◆ Stated goal
Present the rows below as a Markdown table with two columns, Number and Line. Give each line its own table row with its number, and leave out blank lines.

◆ Location identification entries

####################

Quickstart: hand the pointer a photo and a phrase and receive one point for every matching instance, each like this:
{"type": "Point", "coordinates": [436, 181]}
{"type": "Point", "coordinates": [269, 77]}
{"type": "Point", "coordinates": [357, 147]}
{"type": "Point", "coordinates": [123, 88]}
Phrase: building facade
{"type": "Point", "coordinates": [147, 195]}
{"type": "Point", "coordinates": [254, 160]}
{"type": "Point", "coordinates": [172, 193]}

####################

◆ Result of this task
| Number | Line |
|---|---|
| 1 | Quickstart: hand the pointer a photo and a phrase and receive one point for every matching instance, each like this: |
| 2 | {"type": "Point", "coordinates": [436, 181]} |
| 3 | {"type": "Point", "coordinates": [269, 77]} |
| 4 | {"type": "Point", "coordinates": [357, 147]} |
| 5 | {"type": "Point", "coordinates": [123, 88]} |
| 6 | Phrase: building facade |
| 7 | {"type": "Point", "coordinates": [147, 195]} |
| 8 | {"type": "Point", "coordinates": [254, 160]} |
| 9 | {"type": "Point", "coordinates": [172, 193]} |